What you need to do
1) Answer these questions from the Buttercup Festival text, one line each:
(a) What medium is used for the Sunday issues?
(b) What was the print status of the three collections as of January 2005?
(c) What other webcomic by the author does the text name?
2) Write a continuation of the Buttercup Festival text, starting after its final sentence.

Study text
Buttercup Festivals typical format is a strip of three or four panels, with the last often a non sequitur. Early installments feature simple two-value illustrations; as the author's skills matured, he began drawing larger tableaus and events.

The comic's humor is marked by whimsy, puns, parody, and a gentle, eccentric madness. However, not all strips are wholly humorous; many are intended simply to evoke a sense of beauty or wonderment at nature (especially Sunday issues, painted in watercolor and often lacking dialogue), somewhat reminiscent at times of Calvin and Hobbes.

Individual strips were collected in three print editions: Buttercup Festival, Irony is Killing my Soul, and Buttercup Festival: Unsinkable Affection for the World. As of January 2005, all are out of print. The author's other works include a short poetic graphic story called An Island People Go To, likewise out of print, and another webcomic called Green Evening Stories.

==Characters==
Though Buttercup Festival has little, if any continuity from one strip to the next, and does not build on past strips, the same protagonist appears in every strip, and several other characters recur.

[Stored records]
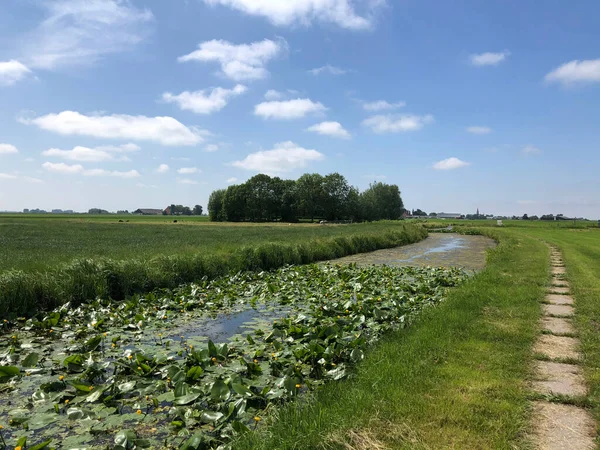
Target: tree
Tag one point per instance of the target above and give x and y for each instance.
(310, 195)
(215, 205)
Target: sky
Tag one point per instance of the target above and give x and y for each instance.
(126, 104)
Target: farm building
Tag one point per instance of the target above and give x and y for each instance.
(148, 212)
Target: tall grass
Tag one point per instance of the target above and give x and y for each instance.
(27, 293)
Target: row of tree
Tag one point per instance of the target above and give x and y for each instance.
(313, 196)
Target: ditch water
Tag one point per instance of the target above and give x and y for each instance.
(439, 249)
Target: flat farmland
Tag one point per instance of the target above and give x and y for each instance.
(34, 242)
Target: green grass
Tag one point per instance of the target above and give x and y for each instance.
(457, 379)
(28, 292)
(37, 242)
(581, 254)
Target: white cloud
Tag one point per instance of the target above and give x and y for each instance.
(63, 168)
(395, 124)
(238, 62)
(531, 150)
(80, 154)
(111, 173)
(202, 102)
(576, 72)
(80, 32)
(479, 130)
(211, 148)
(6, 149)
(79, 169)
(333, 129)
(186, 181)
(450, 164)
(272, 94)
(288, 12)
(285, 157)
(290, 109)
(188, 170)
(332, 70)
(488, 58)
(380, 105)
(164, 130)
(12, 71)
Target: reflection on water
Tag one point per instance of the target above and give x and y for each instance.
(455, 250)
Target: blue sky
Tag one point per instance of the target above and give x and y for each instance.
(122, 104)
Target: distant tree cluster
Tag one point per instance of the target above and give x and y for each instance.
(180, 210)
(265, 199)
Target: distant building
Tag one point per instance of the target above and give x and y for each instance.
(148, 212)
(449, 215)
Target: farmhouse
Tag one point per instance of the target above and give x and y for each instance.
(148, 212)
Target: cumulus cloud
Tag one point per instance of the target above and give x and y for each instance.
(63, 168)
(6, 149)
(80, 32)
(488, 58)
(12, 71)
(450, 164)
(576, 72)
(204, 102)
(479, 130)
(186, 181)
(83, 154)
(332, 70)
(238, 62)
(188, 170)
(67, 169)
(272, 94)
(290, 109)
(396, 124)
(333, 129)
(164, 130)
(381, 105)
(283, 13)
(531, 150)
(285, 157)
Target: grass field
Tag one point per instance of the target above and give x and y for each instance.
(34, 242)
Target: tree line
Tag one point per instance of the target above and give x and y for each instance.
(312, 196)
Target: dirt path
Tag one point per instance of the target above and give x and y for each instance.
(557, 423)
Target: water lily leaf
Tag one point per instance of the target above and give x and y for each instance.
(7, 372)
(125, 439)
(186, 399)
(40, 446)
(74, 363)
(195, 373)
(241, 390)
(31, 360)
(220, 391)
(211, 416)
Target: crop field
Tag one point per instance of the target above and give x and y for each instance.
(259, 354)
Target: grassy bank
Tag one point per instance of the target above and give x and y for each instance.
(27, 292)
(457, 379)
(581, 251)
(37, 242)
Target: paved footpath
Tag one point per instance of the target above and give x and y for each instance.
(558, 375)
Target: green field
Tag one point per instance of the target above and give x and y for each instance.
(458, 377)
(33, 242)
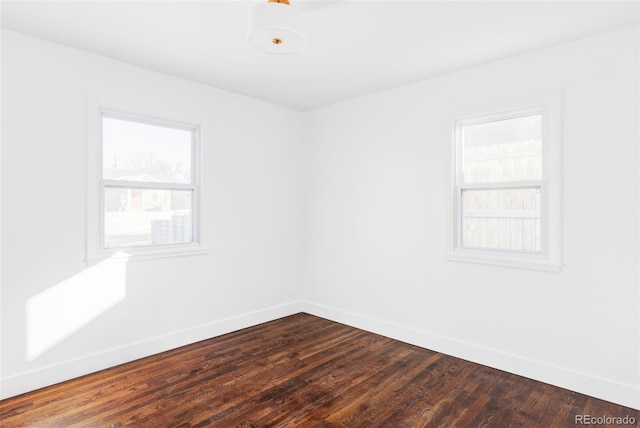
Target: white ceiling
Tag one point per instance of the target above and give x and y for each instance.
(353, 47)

Per-task answers
1)
(a) Watercolor.
(b) All three were out of print.
(c) Green Evening Stories.

2)
- The strip's protagonist resembles the Grim Reaper, dressing in black robes and carrying a scythe. However, she is not intended to be Death; rather, her appearance was a parody of the Goth sub-culture, and she never uses the scythe except occasionally to nudge things. On one occasion a cloaked figure with scythe was shown, his head a skull as death's is traditionally portrayed, though it is unclear if this figure is indeed the main character. The protagonist's defining characteristics include limitless optimism (she once successfully built a hot air balloon out of cinder blocks, using her "unsinkable affection for the world" as fuel) and an idiosyncratic perception of reality (in one strip, for example, she thinks that her Game of Life board is a city map). She seems to play various musical instruments, including guitar, trumpet, tambourine, and banjo. In one strip, she is also shown to have long blonde hair. It is also worth noting that the protagonist has been identified as 37 years old, and apparently has both a son with whom she plays "catch" and a daughter. In early strips, her actions are often highly destructive (both to her own well-being and to her surroundings).
- The voice of an unseen and unnamed character comes from off-panel in many strips. This character is frequently a foil for the protagonist, questioning his actions and correcting his misperceptions.
- Rodney the second-grade T-ball jockey is, as the name suggests, a second-grader with an aggressive attitude whose life revolves around tee ball.
- Future Boy is a jet pack-wearing boy who occasionally appears and reveals interesting facts about what happens in the future.
- An alien being called 'Cosmic Protean Intelligence' is sometimes featured conversing with the protagonist in an alien language. The reader gathers an understanding of what the being says from the protagonist's replies in English.
- A couple of strips feature a sentient balloon that believes itself to be human.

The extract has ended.